ЗАДАНИЕ A> Какое понятие, согласно тексту о бахтинском карнавале, сменило «классовость» в сталинской культуре?

ТЕКСТ ДЛЯ ЧТЕНИЯ>
****
В абсолютном большинстве случаев бахтинский «полифонизм» понимается как протест против «монологизма» современной ему сталинской идеологии, а «карнавализм» — как реакция на серьезность и непререкаемость официального советского образа жизни. <…>
Между тем Бахтин если на чем и настаивает, то именно на тотальности карнавала, весь пафос которого состоит в разрушении автономии человеческого тела и существования: карнавал общенароден (народность, кстати, характерное понятие именно сталинской культуры, сменившее «классовость»). <…> Бахтин с ликующими интонациями передает раблезианские описания ужасающих карнавальных побоищ, «забрасывание веселой материей — калом — и заливание мочой», ритуалы карнавальных оскорблений, «развенчаний и увенчаний», образы карнавальной торжествующей Смерти, символизирующей народную радость по поводу «гибели всего мертвого и отжившего». Он приветствует при этом именно карнавальный пафос «окончательной смерти», победы чисто материального принципа, отрицающего все трансцендентное, идеальное, бессмертное. Короче, карнавал у Бахтина ужасен — не дай Бог попасть в него.
****
ИСХОДНЫЕ ДАННЫЕ>
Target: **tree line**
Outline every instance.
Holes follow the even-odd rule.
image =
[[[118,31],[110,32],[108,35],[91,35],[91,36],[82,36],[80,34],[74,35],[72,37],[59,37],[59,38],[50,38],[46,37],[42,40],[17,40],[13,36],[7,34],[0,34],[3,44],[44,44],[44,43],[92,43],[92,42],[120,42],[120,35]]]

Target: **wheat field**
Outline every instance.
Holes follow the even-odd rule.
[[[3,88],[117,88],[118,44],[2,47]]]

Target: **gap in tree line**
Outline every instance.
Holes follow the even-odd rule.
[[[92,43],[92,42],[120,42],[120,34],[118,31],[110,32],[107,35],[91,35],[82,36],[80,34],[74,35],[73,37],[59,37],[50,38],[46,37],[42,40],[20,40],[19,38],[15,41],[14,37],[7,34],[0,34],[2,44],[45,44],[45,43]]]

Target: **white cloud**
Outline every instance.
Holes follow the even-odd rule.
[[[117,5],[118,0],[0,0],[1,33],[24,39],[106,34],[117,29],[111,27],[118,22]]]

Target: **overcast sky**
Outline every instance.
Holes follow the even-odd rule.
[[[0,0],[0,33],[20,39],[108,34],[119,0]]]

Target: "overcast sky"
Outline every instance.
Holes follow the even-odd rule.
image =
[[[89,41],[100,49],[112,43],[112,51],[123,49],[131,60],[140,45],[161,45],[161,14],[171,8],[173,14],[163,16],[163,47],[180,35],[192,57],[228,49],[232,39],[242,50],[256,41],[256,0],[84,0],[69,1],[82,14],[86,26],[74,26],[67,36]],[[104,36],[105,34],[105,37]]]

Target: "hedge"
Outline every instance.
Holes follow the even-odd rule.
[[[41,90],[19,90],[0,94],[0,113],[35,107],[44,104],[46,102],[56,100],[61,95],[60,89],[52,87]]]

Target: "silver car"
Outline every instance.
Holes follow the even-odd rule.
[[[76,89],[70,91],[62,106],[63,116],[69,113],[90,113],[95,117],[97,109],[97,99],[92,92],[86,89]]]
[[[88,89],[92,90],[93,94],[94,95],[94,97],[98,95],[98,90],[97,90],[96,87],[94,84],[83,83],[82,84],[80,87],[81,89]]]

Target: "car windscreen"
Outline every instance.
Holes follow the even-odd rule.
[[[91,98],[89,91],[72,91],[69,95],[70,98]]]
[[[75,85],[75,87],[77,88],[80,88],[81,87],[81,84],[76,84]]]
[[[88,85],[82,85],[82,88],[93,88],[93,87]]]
****
ЗАДАНИЕ B> Перепишите все записи, заменив «Outline» на «Trace». Всё остальное оставьте без изменений.

РЕЗУЛЬТАТ ВЫПОЛНЕНИЯ A> Народность.

РЕЗУЛЬТАТ ВЫПОЛНЕНИЯ B>
Target: **tree line**
Trace every instance.
Holes follow the even-odd rule.
image =
[[[118,31],[110,32],[108,35],[91,35],[91,36],[82,36],[80,34],[74,35],[72,37],[59,37],[59,38],[50,38],[46,37],[42,40],[17,40],[13,36],[7,34],[0,34],[3,44],[44,44],[44,43],[92,43],[92,42],[120,42],[120,35]]]

Target: **wheat field**
Trace every instance.
Holes follow the even-odd rule.
[[[3,88],[117,88],[118,44],[2,47]]]

Target: **gap in tree line**
Trace every instance.
Holes follow the even-odd rule.
[[[92,43],[92,42],[120,42],[120,34],[118,31],[110,32],[107,35],[91,35],[82,36],[80,34],[74,35],[73,37],[59,37],[50,38],[46,37],[42,40],[20,40],[19,38],[15,41],[14,37],[7,34],[0,34],[2,44],[45,44],[45,43]]]

Target: **white cloud**
Trace every instance.
Holes follow the even-odd rule.
[[[117,5],[118,0],[0,0],[1,33],[24,39],[106,34],[117,29],[111,27],[118,22]]]

Target: **overcast sky**
Trace every instance.
Holes follow the even-odd rule.
[[[0,0],[0,33],[20,39],[108,34],[119,0]]]

Target: "overcast sky"
Trace every instance.
Holes follow the even-odd rule.
image =
[[[89,41],[100,49],[112,43],[112,51],[123,49],[131,60],[140,45],[161,45],[161,14],[171,8],[173,14],[163,16],[163,47],[180,35],[192,57],[228,49],[232,39],[242,50],[256,41],[256,0],[84,0],[69,1],[82,14],[86,26],[74,26],[67,36]],[[104,36],[105,34],[105,37]]]

Target: "hedge"
Trace every instance.
Holes follow the even-odd rule.
[[[41,90],[19,90],[0,94],[0,113],[35,107],[44,104],[46,102],[56,100],[61,95],[60,89],[52,87]]]

Target: "silver car"
Trace every instance.
Holes follow the even-odd rule.
[[[76,89],[70,91],[62,106],[63,116],[69,113],[90,113],[95,117],[97,109],[97,99],[92,92],[86,89]]]
[[[88,89],[92,90],[93,94],[94,95],[94,97],[98,95],[98,90],[97,90],[96,87],[94,84],[83,83],[82,84],[80,87],[81,89]]]

Target: "car windscreen"
Trace every instance.
Holes follow the even-odd rule.
[[[91,98],[89,91],[72,91],[69,95],[70,98]]]
[[[75,85],[75,87],[77,88],[80,88],[81,87],[81,84],[76,84]]]
[[[88,85],[82,85],[82,88],[93,88],[93,87]]]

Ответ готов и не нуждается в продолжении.